[Rows from a pointing dataset]
......

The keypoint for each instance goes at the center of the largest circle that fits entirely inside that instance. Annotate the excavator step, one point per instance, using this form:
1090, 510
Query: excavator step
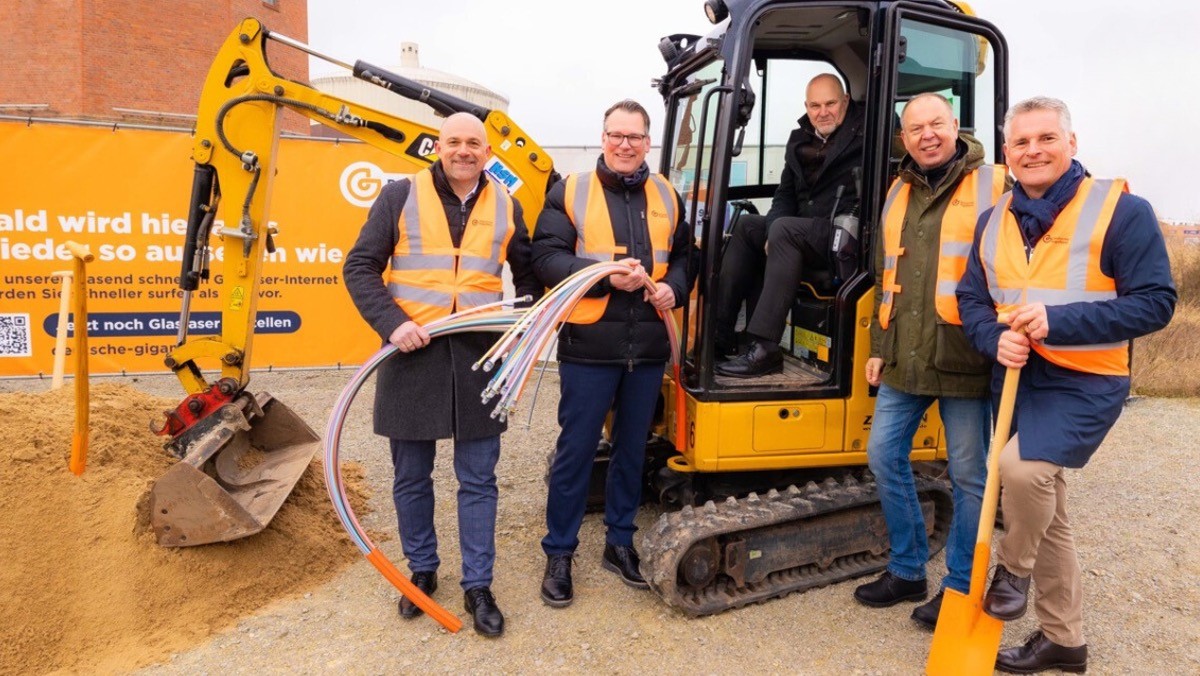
724, 555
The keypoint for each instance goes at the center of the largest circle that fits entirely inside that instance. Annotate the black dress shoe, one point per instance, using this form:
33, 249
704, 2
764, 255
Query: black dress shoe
1007, 597
624, 562
927, 612
481, 605
424, 580
1039, 653
889, 590
761, 358
556, 584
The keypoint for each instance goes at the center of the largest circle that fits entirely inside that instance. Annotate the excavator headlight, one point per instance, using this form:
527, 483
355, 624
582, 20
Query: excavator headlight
715, 11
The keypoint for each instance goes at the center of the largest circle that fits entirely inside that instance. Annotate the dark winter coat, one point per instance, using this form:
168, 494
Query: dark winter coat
922, 353
431, 393
630, 330
815, 199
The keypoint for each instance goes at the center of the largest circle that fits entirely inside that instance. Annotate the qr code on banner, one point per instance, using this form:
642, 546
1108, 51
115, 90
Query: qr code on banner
15, 338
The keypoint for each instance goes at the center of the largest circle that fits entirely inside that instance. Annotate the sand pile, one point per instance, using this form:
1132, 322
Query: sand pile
85, 587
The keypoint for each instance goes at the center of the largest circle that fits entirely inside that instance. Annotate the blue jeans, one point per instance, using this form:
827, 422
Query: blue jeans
588, 392
967, 424
474, 465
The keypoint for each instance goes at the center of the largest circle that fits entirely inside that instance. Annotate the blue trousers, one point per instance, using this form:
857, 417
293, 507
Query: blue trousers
587, 393
474, 465
967, 424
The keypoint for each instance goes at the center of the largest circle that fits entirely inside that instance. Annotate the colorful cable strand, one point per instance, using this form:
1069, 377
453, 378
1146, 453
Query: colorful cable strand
492, 317
526, 334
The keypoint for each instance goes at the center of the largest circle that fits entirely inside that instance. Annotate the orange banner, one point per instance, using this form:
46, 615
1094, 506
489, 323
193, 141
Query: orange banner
124, 193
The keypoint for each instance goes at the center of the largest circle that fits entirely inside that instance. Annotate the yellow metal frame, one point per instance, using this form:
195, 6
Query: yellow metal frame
255, 126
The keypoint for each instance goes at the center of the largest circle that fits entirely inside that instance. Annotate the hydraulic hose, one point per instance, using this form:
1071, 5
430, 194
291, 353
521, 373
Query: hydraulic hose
526, 334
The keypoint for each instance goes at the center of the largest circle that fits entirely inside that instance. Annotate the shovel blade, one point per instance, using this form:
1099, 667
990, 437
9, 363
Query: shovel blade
966, 638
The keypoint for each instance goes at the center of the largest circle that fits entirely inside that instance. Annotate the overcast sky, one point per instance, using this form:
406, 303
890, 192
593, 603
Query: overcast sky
1129, 70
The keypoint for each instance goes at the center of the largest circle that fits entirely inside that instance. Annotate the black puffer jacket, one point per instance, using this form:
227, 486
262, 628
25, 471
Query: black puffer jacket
796, 196
630, 330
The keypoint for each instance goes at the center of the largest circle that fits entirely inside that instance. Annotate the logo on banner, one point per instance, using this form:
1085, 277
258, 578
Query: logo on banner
421, 147
501, 172
361, 183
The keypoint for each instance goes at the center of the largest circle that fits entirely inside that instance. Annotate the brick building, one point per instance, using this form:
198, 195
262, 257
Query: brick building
135, 61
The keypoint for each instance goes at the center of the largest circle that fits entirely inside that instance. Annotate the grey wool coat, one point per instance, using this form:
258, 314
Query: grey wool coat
431, 393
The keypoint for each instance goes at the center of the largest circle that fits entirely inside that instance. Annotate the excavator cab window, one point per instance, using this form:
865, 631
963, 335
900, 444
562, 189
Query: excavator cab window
727, 165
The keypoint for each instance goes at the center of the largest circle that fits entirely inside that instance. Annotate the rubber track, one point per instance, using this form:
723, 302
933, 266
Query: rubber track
676, 532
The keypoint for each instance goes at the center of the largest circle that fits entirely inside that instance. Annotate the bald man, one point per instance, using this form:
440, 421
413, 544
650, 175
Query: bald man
820, 160
442, 238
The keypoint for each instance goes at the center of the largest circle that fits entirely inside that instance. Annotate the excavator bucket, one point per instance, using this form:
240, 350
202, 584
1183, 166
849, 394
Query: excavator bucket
239, 466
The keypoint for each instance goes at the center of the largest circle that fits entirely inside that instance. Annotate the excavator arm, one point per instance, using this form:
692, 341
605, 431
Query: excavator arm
241, 454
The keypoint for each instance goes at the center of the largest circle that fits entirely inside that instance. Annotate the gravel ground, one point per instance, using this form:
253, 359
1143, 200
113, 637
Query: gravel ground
1133, 510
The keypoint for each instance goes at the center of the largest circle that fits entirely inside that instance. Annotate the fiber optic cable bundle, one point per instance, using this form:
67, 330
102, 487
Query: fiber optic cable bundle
529, 336
526, 334
492, 317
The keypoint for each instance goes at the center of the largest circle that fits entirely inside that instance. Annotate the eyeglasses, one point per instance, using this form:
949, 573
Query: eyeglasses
635, 139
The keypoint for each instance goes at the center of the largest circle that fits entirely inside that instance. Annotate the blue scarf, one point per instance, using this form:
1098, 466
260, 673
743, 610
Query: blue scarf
1037, 215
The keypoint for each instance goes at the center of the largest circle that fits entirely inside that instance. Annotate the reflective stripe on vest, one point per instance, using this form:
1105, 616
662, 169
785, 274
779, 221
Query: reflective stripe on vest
588, 211
430, 277
1063, 268
977, 191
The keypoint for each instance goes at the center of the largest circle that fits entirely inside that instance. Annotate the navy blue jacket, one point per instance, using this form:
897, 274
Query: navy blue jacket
630, 330
1063, 414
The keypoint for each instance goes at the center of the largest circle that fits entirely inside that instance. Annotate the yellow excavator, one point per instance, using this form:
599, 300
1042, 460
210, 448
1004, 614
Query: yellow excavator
240, 453
763, 480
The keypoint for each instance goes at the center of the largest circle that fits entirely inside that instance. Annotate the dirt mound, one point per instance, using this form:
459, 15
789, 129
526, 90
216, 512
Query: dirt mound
85, 587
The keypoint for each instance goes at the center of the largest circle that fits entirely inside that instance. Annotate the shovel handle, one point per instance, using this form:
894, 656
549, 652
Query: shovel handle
991, 489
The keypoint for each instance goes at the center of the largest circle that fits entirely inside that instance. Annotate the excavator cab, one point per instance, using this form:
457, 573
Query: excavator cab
771, 479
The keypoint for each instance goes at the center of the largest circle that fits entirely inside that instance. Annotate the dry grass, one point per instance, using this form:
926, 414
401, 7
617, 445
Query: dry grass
1168, 363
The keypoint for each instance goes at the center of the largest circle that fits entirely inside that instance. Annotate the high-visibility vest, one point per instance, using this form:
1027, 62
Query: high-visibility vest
977, 191
1063, 268
430, 276
588, 211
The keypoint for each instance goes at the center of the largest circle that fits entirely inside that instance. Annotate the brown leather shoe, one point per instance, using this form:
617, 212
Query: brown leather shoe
424, 580
1008, 596
927, 612
762, 358
1039, 653
480, 603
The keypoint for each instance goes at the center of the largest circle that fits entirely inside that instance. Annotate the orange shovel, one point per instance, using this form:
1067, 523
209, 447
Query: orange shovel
966, 638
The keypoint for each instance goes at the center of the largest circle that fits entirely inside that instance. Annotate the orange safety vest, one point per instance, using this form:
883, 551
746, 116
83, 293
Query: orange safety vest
1063, 268
977, 191
430, 276
588, 211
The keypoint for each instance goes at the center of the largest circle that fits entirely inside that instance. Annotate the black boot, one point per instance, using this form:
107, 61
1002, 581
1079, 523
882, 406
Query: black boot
761, 358
481, 605
889, 590
424, 580
624, 562
1039, 653
1007, 597
556, 584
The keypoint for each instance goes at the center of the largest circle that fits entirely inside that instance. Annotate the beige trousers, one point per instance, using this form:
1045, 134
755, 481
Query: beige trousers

......

Turn the lines of the listing into a numbered list without blank lines, starting at the line that contains "Annotate the brown" and ending at the last line of the listing.

1. The keypoint for each instance goes at the center of the largest circle that fits entirely inside that instance. Annotate the brown leather shoe, one point per instance, using this form:
2. 617, 212
3. Query: brown leather shoe
4. 424, 580
5. 1008, 596
6. 927, 612
7. 762, 358
8. 1039, 653
9. 480, 603
10. The keypoint for each instance goes at the center of the largest circle that fits entirely inside that instance. Annotate the orange shovel, one point per instance, using this form:
11. 1067, 523
12. 209, 447
13. Query: orange shovel
14. 966, 638
15. The keypoint for each instance goes at the center of the largest circle that fits entirely inside that instance. Annotate the orange safety vest, one point per instance, using this form:
16. 883, 551
17. 746, 116
18. 83, 293
19. Query: orange safety vest
20. 1063, 268
21. 977, 191
22. 430, 276
23. 588, 211
24. The keypoint for each instance goes at the center of the largest circle that fits entirely inside that instance. Annotate the black boot, one point per instance, using this form:
25. 107, 61
26. 1002, 581
27. 1079, 523
28. 882, 406
29. Query: black boot
30. 761, 358
31. 481, 605
32. 889, 590
33. 424, 580
34. 624, 562
35. 1039, 653
36. 1007, 597
37. 556, 584
38. The keypoint for each instance goes at the center of the largest circle that fits entirely inside that instance. Annotate the beige trousers, one point per instance, using this form:
39. 1045, 134
40. 755, 481
41. Query: beige trousers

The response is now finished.